#### EXERCISE PROMPT
Copy the records below in full and leave every image out of the copy.

+++ DATA TO PROCESS

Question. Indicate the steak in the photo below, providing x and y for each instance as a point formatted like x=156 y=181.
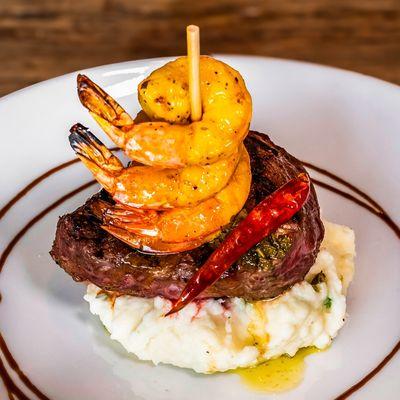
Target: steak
x=88 y=253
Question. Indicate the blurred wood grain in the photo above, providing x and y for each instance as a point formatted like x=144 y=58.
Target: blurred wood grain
x=40 y=39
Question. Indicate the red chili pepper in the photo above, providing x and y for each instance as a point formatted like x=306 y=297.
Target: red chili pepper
x=264 y=219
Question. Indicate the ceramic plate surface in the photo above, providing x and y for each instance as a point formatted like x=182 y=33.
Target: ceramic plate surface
x=344 y=122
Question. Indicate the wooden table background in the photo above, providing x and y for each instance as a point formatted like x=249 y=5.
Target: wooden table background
x=40 y=39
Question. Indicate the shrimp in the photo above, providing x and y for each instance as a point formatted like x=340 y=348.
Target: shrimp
x=170 y=141
x=147 y=187
x=181 y=229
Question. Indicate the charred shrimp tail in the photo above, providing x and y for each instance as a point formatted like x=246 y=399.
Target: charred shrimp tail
x=101 y=162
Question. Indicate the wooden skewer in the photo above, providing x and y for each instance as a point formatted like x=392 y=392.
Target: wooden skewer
x=193 y=50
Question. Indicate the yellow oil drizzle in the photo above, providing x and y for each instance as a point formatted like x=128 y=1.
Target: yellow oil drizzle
x=277 y=375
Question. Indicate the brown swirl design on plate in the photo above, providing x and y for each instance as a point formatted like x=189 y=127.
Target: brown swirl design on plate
x=14 y=391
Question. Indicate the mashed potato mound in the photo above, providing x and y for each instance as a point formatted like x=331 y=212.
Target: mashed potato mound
x=217 y=335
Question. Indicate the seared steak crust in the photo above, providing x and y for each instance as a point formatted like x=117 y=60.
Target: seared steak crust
x=88 y=253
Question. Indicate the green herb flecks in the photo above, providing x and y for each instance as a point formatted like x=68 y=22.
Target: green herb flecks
x=263 y=255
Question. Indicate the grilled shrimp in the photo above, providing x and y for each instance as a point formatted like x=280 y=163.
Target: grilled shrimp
x=171 y=140
x=147 y=187
x=181 y=229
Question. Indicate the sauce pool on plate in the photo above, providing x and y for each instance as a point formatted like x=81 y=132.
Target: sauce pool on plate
x=277 y=375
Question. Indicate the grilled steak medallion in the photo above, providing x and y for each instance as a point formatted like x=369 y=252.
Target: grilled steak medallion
x=88 y=253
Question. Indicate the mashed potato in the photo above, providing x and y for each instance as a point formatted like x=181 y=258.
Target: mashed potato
x=218 y=335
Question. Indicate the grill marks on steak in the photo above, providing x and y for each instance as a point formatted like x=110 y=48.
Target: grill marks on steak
x=88 y=253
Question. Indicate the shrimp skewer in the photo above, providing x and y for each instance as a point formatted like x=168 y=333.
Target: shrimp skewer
x=170 y=141
x=146 y=187
x=181 y=226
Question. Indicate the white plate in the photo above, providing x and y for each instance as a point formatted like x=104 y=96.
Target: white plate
x=341 y=121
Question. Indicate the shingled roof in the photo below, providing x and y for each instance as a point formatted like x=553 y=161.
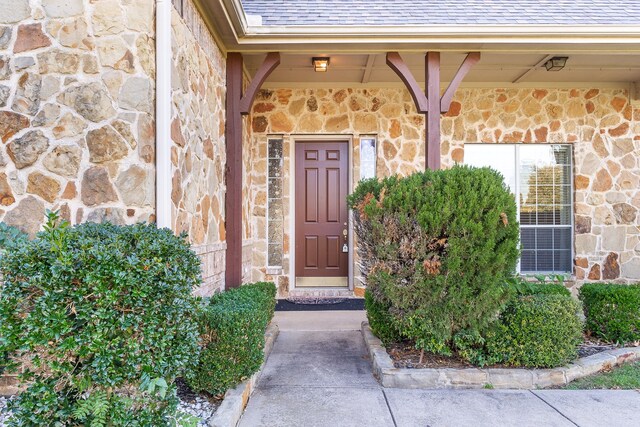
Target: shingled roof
x=444 y=12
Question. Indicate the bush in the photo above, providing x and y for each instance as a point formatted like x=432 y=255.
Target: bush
x=612 y=311
x=10 y=235
x=232 y=328
x=521 y=287
x=380 y=320
x=438 y=246
x=100 y=317
x=536 y=331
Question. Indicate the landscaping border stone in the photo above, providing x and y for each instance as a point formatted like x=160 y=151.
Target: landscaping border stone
x=235 y=400
x=498 y=378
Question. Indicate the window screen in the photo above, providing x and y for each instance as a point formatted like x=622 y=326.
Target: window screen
x=540 y=176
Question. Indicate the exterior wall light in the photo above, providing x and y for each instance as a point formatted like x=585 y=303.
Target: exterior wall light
x=320 y=64
x=556 y=63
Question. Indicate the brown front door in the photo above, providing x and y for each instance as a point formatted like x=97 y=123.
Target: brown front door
x=321 y=213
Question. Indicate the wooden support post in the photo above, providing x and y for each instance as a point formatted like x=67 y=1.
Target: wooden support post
x=233 y=172
x=432 y=105
x=432 y=122
x=237 y=105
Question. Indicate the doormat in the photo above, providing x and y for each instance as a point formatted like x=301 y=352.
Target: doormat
x=319 y=304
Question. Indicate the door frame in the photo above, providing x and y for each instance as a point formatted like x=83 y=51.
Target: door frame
x=348 y=139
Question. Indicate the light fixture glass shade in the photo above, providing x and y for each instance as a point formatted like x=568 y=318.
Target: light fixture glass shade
x=320 y=64
x=556 y=63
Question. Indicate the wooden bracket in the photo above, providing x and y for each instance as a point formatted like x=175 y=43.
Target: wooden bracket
x=431 y=104
x=268 y=65
x=397 y=64
x=471 y=60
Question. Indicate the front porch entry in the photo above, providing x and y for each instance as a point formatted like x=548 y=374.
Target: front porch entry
x=321 y=216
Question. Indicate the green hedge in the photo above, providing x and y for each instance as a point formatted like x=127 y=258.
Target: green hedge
x=524 y=287
x=105 y=316
x=437 y=247
x=612 y=311
x=232 y=325
x=540 y=331
x=380 y=321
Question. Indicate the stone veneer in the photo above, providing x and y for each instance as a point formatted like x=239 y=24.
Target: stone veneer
x=602 y=125
x=198 y=150
x=76 y=111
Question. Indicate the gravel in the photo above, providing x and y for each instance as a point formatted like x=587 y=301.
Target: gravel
x=199 y=407
x=195 y=405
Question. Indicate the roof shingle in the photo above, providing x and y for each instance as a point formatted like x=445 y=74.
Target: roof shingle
x=444 y=12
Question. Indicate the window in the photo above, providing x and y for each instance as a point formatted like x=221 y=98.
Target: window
x=275 y=218
x=540 y=176
x=367 y=157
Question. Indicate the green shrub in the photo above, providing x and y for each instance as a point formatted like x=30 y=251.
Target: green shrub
x=380 y=320
x=438 y=246
x=537 y=331
x=521 y=286
x=101 y=317
x=612 y=311
x=232 y=327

++++++

#### EXERCISE RESPONSE
Question. Indicate the steak in the photo below, providing x and y for each instance as a point formatted like x=156 y=181.
Target: steak
x=88 y=253
Question. Indicate the blurred wood grain in the photo above, providing x and y for each instance as a point formatted like x=144 y=58.
Target: blurred wood grain
x=40 y=39
Question. Indicate the red chili pepper in the photo above, providing x and y for each instance as a point formatted like x=306 y=297.
Target: red chili pepper
x=264 y=219
Question. Indicate the ceramic plate surface in the photo above, providing x and y for each instance as a point formatted like x=182 y=33.
Target: ceramic plate surface
x=344 y=122
Question. Indicate the wooden table background in the photo above, providing x and y for each instance as a point formatted like x=249 y=5.
Target: wooden table background
x=40 y=39
Question. Indicate the shrimp in the photo above, providing x and y for each instance as a point formatted like x=340 y=348.
Target: shrimp
x=170 y=141
x=147 y=187
x=181 y=229
Question. Indicate the charred shrimp tail in the photo above, providing x and y for each instance as a point formatted like x=246 y=399.
Target: charred shrimp tail
x=101 y=162
Question. Indicate the wooden skewer in the photo above, providing x and y for each instance as a point formatted like x=392 y=392.
Target: wooden skewer
x=193 y=50
Question. Indicate the yellow oil drizzle in the photo above, providing x and y for each instance as a point formatted like x=128 y=1.
Target: yellow oil drizzle
x=277 y=375
Question. Indicate the brown swirl design on plate in the photo above, providing x and y for each instance as a point formatted like x=189 y=127.
Target: brown swirl design on plate
x=14 y=391
Question. Indicate the mashed potato mound in the photo above, providing x and y for each instance as a point formatted like x=331 y=212.
Target: mashed potato mound
x=217 y=335
Question. Indicate the seared steak crust in the photo above, providing x and y for each instance as a point formatted like x=117 y=60.
Target: seared steak crust
x=88 y=253
Question. Indicate the green herb flecks in the photo above, providing x and y for each instance as a point formatted like x=68 y=22.
Target: green herb flecks
x=263 y=255
Question. Indicate the grilled shrimp in the photo above, providing x and y for each instance as a point formatted like x=280 y=163.
Target: grilled shrimp
x=171 y=140
x=147 y=187
x=181 y=229
Question. Indicate the sauce pool on plate in the photo above, providing x and y for each instance as a point formatted like x=81 y=132.
Target: sauce pool on plate
x=277 y=375
Question. Indicate the grilled steak medallion in the photo above, providing x and y for each instance as a point formatted like x=369 y=252.
Target: grilled steak medallion
x=88 y=253
Question. Indicate the mashed potato in the photo above, providing x and y for each instance as a point formatted like x=181 y=258.
Target: mashed potato
x=218 y=335
Question. Indicate the grill marks on steak in the photo above, providing x and y for each instance as a point formatted like x=110 y=48.
Target: grill marks on steak
x=88 y=253
Question. Indicate the shrimp skewer in the photo above, providing x and y for each instance as a point formatted like x=168 y=333.
Target: shrimp skewer
x=170 y=141
x=146 y=187
x=181 y=226
Question. Indicate the white plate in the photo above, providing x and y for each instance as a point formatted like x=104 y=96.
Target: white plate
x=341 y=121
Question. Indicate the shingled roof in the photo below, providing x and y for each instance as a point formatted like x=553 y=161.
Target: shingled roof
x=444 y=12
Question. Indicate the bush in the photo above, providing x and y for each instance as a point formatted like x=432 y=255.
Target: bush
x=612 y=311
x=10 y=235
x=232 y=328
x=521 y=287
x=380 y=320
x=438 y=246
x=100 y=317
x=536 y=331
Question. Indicate the landscaping border stone in the photo above, providing x and y for each instance as a point formatted like x=160 y=151.
Target: landscaping border stone
x=235 y=400
x=498 y=378
Question. Indicate the window screen in the photo above, providing x and y for each instance as a point formatted like x=622 y=326.
Target: window screen
x=540 y=176
Question. Indicate the exterior wall light in the photo above, providing x and y for each instance as a point formatted like x=585 y=303.
Target: exterior wall light
x=320 y=64
x=556 y=63
Question. Indicate the brown front door in the photo above, providing x and y for each instance as a point formatted like x=97 y=123.
Target: brown front door
x=321 y=213
Question. Indicate the wooden support post in the photo above, providing x and y for each instance as a point formatted like x=67 y=1.
Target: wooden support post
x=233 y=172
x=432 y=105
x=432 y=122
x=237 y=105
Question. Indicate the doormat in the photo above, providing x and y for each instance as a point formatted like x=301 y=352.
Target: doormat
x=319 y=304
Question. Indicate the door frame in the photo above, providing x and y for each instance as a point formatted like x=83 y=51.
Target: door frame
x=348 y=139
Question. Indicate the light fixture glass shade in the photo above, providing x and y for each instance as a point formatted like x=568 y=318.
Target: light fixture glass shade
x=320 y=64
x=556 y=63
Question. Indicate the wooden bracket in the photo above, providing x and y for each instance as a point formatted like x=175 y=43.
Target: wooden bracket
x=431 y=104
x=268 y=65
x=397 y=64
x=471 y=60
Question. Indicate the front porch entry in the photo above, providing x and y for each instance as a point formatted like x=548 y=374.
Target: front porch entry
x=321 y=216
Question. Indicate the green hedge in the photo above, providing x and y for each instance as a point formatted like x=127 y=258.
Target: green hedge
x=524 y=287
x=105 y=316
x=437 y=247
x=612 y=311
x=232 y=325
x=540 y=331
x=380 y=321
Question. Indicate the stone veneer in the photo above, providing x and y for each instance as a point formatted like x=239 y=24.
Target: stone veneer
x=602 y=125
x=198 y=150
x=76 y=111
Question. Indicate the gravel in the photo above, providing x and y for each instance as a point formatted like x=587 y=301.
Target: gravel
x=199 y=407
x=195 y=405
Question. Indicate the roof shingle in the photo above, providing x and y for each instance as a point formatted like x=445 y=74.
Target: roof shingle
x=444 y=12
Question. Indicate the window in the photo above, providing x and y for each instance as a point formatted like x=221 y=98.
Target: window
x=275 y=218
x=540 y=176
x=367 y=157
Question. Indicate the green shrub in the photo above, providing x and y for each instance as a point formatted like x=30 y=251.
Target: green shrub
x=380 y=320
x=438 y=246
x=537 y=331
x=521 y=286
x=101 y=317
x=612 y=311
x=232 y=327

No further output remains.